## What this task involves
Quote, without change, all of the lines that follow.

## Task input
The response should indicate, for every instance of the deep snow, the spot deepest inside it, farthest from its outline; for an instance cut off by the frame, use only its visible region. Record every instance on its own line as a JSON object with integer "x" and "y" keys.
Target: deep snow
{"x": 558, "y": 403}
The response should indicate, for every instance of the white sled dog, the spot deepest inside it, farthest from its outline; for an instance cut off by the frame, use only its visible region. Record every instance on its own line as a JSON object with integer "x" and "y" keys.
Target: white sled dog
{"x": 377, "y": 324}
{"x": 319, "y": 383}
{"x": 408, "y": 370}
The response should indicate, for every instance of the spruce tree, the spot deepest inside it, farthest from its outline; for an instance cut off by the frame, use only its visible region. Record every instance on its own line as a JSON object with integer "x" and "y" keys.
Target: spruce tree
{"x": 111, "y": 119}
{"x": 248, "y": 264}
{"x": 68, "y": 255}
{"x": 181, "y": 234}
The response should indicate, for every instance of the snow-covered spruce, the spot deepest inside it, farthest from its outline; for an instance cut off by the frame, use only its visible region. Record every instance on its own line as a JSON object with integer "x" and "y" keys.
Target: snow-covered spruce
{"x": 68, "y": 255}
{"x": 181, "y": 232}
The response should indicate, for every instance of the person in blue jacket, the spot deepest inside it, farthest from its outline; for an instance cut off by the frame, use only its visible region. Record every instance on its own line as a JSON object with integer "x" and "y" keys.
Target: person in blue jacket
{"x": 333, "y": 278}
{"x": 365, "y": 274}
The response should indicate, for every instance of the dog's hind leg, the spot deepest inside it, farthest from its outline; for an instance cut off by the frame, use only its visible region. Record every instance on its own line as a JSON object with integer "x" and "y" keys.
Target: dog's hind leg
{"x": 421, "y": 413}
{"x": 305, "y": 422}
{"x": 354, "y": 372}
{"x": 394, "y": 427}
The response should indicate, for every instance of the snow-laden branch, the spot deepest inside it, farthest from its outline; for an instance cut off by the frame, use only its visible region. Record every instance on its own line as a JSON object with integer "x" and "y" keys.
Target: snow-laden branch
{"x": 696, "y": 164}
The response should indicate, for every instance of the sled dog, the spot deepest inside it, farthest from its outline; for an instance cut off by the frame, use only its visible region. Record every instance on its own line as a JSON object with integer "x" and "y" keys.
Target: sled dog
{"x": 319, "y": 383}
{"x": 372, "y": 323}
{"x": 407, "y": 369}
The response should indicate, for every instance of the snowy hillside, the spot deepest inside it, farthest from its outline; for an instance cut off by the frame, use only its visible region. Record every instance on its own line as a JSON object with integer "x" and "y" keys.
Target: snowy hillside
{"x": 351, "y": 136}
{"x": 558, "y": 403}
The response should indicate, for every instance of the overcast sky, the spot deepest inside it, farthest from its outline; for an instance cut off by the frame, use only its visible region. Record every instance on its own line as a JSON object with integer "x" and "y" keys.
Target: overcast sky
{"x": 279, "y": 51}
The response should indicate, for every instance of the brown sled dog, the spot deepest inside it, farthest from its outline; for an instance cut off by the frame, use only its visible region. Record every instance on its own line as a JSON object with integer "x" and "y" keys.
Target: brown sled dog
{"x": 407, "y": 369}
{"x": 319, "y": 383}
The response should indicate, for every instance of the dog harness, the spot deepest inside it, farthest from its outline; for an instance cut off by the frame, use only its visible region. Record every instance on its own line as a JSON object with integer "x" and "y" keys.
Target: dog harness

## Exercise answer
The response should indicate, for every instance of the deep snow, the spot deepest inside it, farthest from its outline; for an instance cut off by the frame, use only its visible region. Record every instance on its own line as a JSON object with integer "x" and "y" keys.
Target: deep snow
{"x": 558, "y": 403}
The response should indicate, for every instance of the white sled dog, the spot deepest inside it, farthest from its outline; for an instance cut off by the frame, use only its visible region. Record every instance on its own line as a JSON object with integer "x" and "y" keys.
Target: white sled dog
{"x": 377, "y": 324}
{"x": 319, "y": 383}
{"x": 408, "y": 370}
The response should indicate, for every instance of the spruce tree, the spot deepest inside it, farthest from its outline; for an instance cut off by the frame, use only its visible region. Record every instance on its own line as a JSON object with integer "x" and "y" keys.
Target: spruce tree
{"x": 111, "y": 119}
{"x": 248, "y": 264}
{"x": 68, "y": 255}
{"x": 181, "y": 234}
The response should indicate, for every instance of the snow-covered spruce, the spot deepest inside it, farthest from its outline; for an instance cut off by the frame, use only its visible region. Record every instance on its own line as a JSON object with integer "x" and "y" keys.
Target: snow-covered spruce
{"x": 68, "y": 255}
{"x": 181, "y": 232}
The response should indicate, for every instance of the person in blue jacket, the spot deepest inside it, farthest from its outline; for an instance cut off by the frame, use only its visible region. Record every instance on its own line as a JSON object with integer "x" and "y" keys.
Target: person in blue jacket
{"x": 333, "y": 278}
{"x": 365, "y": 274}
The response should indicate, for every instance of the dog's hind leg, the spot deepest inside it, farthest from its outline; for an instance cut off by the frame, use only its visible region. Record every instance on its own line as a JSON object with integer "x" and "y" keys.
Target: dog's hind leg
{"x": 421, "y": 413}
{"x": 305, "y": 422}
{"x": 354, "y": 372}
{"x": 394, "y": 427}
The response should indicate, for every instance of the snow-laden branch, the spot deepest inside it, farthest from its outline; for an instance cut off by the frame, use only its visible region. Record every instance on its own line as a JSON object with integer "x" and "y" keys.
Target: snow-laden branch
{"x": 696, "y": 164}
The response should indicate, for every instance of the sled dog, the spot deepest inside it, farthest from its outline; for an instance cut off by the frame, use only its visible region. Record every instance on its own line as a JSON object with integer "x" and "y" keys.
Target: sled dog
{"x": 319, "y": 383}
{"x": 372, "y": 323}
{"x": 407, "y": 369}
The response should indicate, for every instance of the snowy hillside, the spot deepest inside it, farthest from its outline; for an instance cut off by the frame, use only its visible region. Record every instance on its own line as a JSON object with integer "x" and "y" keys.
Target: snowy hillside
{"x": 351, "y": 136}
{"x": 558, "y": 403}
The response should indicate, for every instance of the overcast sky, the spot deepest inside it, farthest from its outline; for an instance cut off by the frame, use only its visible region. Record every instance on its own line as a JSON object with integer "x" and "y" keys.
Target: overcast sky
{"x": 279, "y": 51}
The response should indicate, for every instance of the brown sled dog, the spot deepest inside it, farthest from its outline; for an instance cut off by the frame, use only its visible region. Record every instance on its own line as a JSON object with integer "x" and "y" keys.
Target: brown sled dog
{"x": 407, "y": 369}
{"x": 319, "y": 383}
The response should indicate, for every instance of the dog harness, the spot deepest inside it, farthest from its outline; for an instance cut off by the frame, use only its visible region. Record every instance on its own line as a JSON object with integer "x" and "y" keys.
Target: dog harness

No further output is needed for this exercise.